— Excerpt —
On the one hand, individuals feel safe from the arbitrary violence and domination of private and public actors, which makes them more positively disposed toward their shared civil order, which is viewed as a source of personal and collective security.3
On the other hand, belonging to this or that social, ethnic, religious, or political group does not automatically reduce a person’s access to social life or expose them to abusive treatment just because of who they are, what they believe, or who they associate with. Members of an open society, in spite of their diverse ethnicities, religions, lifestyles and social allegiances, can happily endorse the values and institutions of their shared political and social order rather than feeling alienated from them. In short, a free and open society, to the extent that its core values are genuinely honoured, can copper-fasten the legitimacy of its ruling institutions by demonstrating itself a safe and welcoming place for people from a wide variety of political commitments and walks of life.
A free and open society is a delicate and rare achievement
A free and open society, in which citizens of a wide variety of different ethnic, religious, political, and cultural backgrounds live under the same political institutions, play by the same basic rules, and treat each other as political equals, is a delicate achievement, and certainly not one to be taken for granted.

— The data —
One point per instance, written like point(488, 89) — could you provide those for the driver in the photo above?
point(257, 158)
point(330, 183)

— Task prompt —
According to the excerpt on a free and open society, what can such a society copper-fasten by showing itself a safe and welcoming place for people of many walks of life?

— Result —
The legitimacy of its ruling institutions.